(Dataset entries)

Start of Block

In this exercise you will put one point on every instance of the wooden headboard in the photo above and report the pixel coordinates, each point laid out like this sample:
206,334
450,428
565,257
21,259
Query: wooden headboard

End of Block

* Task details *
Search the records above for "headboard". Copy each line where it is found.

* Solution to the exercise *
In this exercise you will put one point on every instance of the wooden headboard in the photo above and report the pixel coordinates, each point laid out like this sample:
Query: wooden headboard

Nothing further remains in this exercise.